*TASKS TO CARRY OUT*.
1. Translate this sentence from the charcoal regeneration claims into Spanish: "A method according to claim 6 in which the semiconductor is supported on glass."
2. Reproduce the portion of the charcoal regeneration claims that opens with the words containing "(d) separating the solids from the slurry" and closes with "or powder form.".
3. Carry on the charcoal regeneration claims from the point where they stop.

*DOCUMENT EXTRACT*.
*-*-*

1. A method for regenerating spent active animal or vegetable charcoal onto which polluting organic substances are adsorbed, comprising the steps of:

(a) preparing an aqueous slurry comprised of (i) the spent charcoal and (ii), as a catalyst, a semiconductor selected from the group consisting of titanium dioxide, zinc oxide, and iron oxide in an amount sufficient to effect at least partial regeneration of the spent charcoal;

(b) continuously agitating the aqueous slurry;

(c) subjecting the agitated aqueous slurry to light radiation of a wave length shorter than 500 nm generated by a light source immersed in the slurry for a time sufficient to effect at least partial regeneration of the spent charcoal; and

(d) separating the solids from the slurry to recover an at least partially regenerated active charcoal.

2. A method according to claim 1 in which the semiconductor is dispersed in water in a colloidal or powder form.

3. A method according to claim 2 in which the semiconductor is used in a concentration of between 0.1 and 10 g/l

4. A method according to claim 2 in which the semiconductor is in a colloidal form in particles of particle size of between 0.01 and 1 .mu.m.

5. A method according to claim 2 in which the semiconductor is in the form of a powder in particles of a particle size greater than 1 .mu.m and less than 100 .mu.m.

6. A method according to claim 1 in which the semiconductor is dispersed in water in the form of microspheres or supported.

7. A method according to claim 6 in which the semiconductor is in the form of microspheres of a diameter of between 0.1 and 5.0 mm.

8. A method according to claim 6 in which the semiconductor is supported on glass.

9. A method for regenerating spent active animal or vegetable charcoal onto which polluting organic substances are adsorbed, comprising the steps of:

(a) preparing an aqueous slurry comprised of (i) from about 0.1 to about 20.0 grams per liter of spent charcoal, and (ii) from about 0.1 to about 100.0 grams per liter of a semiconductor selected from the group consisting of titanium dioxide, zinc oxide, and iron oxide as a catalyst;

(b) continuously agitating the aqueous slurry;

(c) subjecting the agitated aqueous slurry to light radiation of a wave length shorter than 500 nm generated by a light source immersed in the aqueous slurry for at least about 18 hours; and

(d) separating the solids from the aqueous slurry to recover an at least regenerated active charcoal.

*-*-*

*EXTRACTED RECORDS*.
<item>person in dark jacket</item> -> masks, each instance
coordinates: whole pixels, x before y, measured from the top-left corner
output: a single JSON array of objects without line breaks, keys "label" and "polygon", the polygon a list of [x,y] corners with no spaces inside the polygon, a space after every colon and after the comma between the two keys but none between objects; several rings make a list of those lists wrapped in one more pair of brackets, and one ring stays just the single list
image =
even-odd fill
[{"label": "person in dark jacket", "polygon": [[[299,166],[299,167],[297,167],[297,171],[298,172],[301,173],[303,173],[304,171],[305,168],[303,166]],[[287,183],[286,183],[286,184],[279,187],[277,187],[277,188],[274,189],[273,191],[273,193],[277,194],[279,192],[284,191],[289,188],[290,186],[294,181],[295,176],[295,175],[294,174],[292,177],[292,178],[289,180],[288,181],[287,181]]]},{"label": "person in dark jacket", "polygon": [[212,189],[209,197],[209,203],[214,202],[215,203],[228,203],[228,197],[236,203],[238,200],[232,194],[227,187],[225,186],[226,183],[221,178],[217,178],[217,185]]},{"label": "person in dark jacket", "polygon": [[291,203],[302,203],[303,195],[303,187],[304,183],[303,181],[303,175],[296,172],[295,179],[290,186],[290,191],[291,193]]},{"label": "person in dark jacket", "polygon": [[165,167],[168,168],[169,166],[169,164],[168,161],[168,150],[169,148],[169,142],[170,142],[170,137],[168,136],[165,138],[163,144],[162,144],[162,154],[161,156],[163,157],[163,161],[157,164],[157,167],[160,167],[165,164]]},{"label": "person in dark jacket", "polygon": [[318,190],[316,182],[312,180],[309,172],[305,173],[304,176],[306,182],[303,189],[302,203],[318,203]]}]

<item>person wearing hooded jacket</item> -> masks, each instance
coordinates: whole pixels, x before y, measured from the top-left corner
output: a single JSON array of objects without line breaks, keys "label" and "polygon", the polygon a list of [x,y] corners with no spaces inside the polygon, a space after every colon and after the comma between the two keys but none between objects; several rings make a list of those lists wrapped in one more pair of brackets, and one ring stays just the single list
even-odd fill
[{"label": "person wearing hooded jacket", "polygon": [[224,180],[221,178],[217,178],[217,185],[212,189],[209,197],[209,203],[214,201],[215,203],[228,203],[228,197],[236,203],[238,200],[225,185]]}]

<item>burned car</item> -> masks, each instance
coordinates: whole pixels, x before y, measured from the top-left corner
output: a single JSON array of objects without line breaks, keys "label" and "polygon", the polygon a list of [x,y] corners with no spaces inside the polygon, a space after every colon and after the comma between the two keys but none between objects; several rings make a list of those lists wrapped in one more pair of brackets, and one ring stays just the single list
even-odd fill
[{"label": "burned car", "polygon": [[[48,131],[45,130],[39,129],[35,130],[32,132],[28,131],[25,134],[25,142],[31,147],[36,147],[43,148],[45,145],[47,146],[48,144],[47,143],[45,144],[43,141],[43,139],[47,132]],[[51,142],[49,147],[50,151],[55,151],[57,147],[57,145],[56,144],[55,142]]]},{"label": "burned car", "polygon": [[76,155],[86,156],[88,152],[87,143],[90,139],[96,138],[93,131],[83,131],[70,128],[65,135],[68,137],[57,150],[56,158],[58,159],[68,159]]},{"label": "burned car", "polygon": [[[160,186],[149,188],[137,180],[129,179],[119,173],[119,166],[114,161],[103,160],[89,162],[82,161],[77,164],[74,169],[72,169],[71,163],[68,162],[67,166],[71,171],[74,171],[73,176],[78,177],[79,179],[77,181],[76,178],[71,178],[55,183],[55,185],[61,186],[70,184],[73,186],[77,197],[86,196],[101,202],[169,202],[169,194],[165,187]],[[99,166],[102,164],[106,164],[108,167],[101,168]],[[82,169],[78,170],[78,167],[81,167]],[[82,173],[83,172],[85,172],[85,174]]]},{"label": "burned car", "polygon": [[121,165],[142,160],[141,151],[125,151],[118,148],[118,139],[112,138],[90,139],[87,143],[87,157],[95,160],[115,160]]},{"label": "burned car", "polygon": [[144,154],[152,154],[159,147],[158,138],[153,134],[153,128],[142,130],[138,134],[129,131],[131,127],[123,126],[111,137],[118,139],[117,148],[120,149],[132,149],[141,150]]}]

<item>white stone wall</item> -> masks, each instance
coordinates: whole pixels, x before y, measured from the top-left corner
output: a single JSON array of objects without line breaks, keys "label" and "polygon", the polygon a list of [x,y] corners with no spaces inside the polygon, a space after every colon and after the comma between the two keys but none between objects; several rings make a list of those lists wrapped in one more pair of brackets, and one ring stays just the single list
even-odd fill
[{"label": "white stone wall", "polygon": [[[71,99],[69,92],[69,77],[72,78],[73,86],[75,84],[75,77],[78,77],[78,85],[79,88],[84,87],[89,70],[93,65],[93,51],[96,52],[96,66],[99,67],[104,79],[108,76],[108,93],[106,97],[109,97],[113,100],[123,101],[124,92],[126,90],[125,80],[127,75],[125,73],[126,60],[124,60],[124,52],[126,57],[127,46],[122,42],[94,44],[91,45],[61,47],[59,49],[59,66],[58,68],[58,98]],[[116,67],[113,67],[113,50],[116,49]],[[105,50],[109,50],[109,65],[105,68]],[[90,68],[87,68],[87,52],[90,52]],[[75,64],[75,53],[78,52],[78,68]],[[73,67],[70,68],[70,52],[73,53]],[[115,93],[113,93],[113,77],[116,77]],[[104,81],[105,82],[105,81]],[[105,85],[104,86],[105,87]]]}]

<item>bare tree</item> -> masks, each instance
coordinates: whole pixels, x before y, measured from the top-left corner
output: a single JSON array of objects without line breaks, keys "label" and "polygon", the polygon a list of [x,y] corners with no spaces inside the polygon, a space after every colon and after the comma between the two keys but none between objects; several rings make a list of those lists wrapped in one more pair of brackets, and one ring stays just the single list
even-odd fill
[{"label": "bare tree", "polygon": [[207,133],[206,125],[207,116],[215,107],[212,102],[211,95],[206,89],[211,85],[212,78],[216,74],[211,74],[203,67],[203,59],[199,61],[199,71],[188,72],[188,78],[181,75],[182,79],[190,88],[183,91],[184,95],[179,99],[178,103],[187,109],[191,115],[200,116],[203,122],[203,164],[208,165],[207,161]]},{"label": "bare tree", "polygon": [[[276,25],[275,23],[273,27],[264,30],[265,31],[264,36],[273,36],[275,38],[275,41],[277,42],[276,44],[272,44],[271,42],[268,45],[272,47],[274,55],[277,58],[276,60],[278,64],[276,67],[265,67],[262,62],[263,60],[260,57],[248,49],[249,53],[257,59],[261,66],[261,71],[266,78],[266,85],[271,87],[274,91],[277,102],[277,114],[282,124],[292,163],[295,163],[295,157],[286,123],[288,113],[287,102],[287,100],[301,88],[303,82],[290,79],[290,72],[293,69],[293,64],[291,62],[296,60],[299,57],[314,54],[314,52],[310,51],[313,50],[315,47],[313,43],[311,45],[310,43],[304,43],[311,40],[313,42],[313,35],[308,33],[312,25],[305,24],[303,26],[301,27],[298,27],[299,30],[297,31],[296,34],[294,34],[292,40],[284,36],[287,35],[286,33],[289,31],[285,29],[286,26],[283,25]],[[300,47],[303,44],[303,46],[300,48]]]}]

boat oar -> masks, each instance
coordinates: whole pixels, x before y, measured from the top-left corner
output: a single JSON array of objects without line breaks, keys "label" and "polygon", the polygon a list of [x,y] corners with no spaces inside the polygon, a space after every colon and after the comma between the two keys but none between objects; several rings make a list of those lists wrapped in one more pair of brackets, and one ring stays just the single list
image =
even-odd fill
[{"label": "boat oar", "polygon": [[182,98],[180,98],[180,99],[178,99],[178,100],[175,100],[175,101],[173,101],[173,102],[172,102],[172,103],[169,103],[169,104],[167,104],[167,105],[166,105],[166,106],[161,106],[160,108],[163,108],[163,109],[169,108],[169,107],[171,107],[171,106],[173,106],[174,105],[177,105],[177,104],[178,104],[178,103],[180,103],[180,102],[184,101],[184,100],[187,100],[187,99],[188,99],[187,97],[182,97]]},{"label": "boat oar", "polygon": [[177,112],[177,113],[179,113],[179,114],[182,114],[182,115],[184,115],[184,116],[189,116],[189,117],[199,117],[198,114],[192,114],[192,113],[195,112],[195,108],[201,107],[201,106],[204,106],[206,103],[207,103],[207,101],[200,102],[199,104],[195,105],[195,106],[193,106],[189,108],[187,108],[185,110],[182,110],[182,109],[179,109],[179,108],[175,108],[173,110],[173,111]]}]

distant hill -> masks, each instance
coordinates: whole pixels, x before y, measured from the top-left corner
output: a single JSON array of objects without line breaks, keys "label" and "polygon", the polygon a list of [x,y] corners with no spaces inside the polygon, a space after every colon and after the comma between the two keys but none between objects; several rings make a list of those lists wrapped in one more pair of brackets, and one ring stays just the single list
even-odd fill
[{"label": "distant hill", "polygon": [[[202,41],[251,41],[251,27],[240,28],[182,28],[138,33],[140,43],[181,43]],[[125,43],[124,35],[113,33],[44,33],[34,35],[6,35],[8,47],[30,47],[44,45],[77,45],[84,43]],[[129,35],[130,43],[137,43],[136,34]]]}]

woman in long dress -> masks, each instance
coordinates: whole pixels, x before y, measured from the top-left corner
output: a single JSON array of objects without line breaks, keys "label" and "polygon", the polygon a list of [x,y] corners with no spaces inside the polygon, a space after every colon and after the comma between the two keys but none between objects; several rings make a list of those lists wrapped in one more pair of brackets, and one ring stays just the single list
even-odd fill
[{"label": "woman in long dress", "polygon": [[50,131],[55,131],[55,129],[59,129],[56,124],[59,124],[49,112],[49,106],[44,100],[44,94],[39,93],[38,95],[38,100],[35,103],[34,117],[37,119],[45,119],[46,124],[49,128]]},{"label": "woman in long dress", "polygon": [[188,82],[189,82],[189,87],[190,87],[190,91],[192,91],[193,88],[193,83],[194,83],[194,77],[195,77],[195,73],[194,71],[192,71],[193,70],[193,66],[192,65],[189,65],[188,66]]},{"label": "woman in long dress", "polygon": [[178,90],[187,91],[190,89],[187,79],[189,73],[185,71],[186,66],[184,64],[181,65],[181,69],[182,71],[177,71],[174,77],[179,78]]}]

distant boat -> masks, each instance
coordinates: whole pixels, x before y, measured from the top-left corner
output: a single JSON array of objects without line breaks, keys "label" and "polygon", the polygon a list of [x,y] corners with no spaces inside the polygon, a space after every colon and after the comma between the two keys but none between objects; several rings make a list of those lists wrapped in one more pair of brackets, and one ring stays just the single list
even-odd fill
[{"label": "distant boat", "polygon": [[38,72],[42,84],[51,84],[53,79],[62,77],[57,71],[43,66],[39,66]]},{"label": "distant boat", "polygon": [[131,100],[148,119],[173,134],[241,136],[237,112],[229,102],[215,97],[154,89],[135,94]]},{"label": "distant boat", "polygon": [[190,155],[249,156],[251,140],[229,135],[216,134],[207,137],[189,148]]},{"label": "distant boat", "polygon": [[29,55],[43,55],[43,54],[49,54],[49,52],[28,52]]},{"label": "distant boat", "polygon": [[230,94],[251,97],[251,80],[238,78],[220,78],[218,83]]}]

*-*-*

*ANSWER SET*.
1. Un método según la reivindicación 6 en el que el semiconductor está soportado sobre vidrio.

2.
(d) separating the solids from the slurry to recover an at least partially regenerated active charcoal.

2. A method according to claim 1 in which the semiconductor is dispersed in water in a colloidal or powder form.

3.
10. A method according to claim 9 in which the radiation is of a wave length of between 450 and 240 nm.

11. A method according to claim 10 in which the radiation is emitted by a high- or low-pressure xenon- or mercury-vapour arc lamp.

12. A method according to claim 10 in which the radiation is emitted by a high- or low-pressure xenon- or mercury-vapour arc lamp.

13. A method according to claim 9 in which the semiconductor is titanium dioxide.

14. A method according to claim 9, in which the semiconductor is titanium dioxide.

15. A method according to claim 9 in which the concentration of active carbon is between 0.1 and 20 g/l.

16. A method according to claim 9 in which the concentration of active carbon is between 1 and 10 g/l.

17. A method according to claim 9 in which the radiation is of a wave length of between 380 and 240 nm and the semiconductor is titanium dioxide.

18. A method according to claim 9 in which during the treatment air or oxygen is blown into the aqueous suspension.

19. A method according to claim 9 performed continuously in an annular reactor.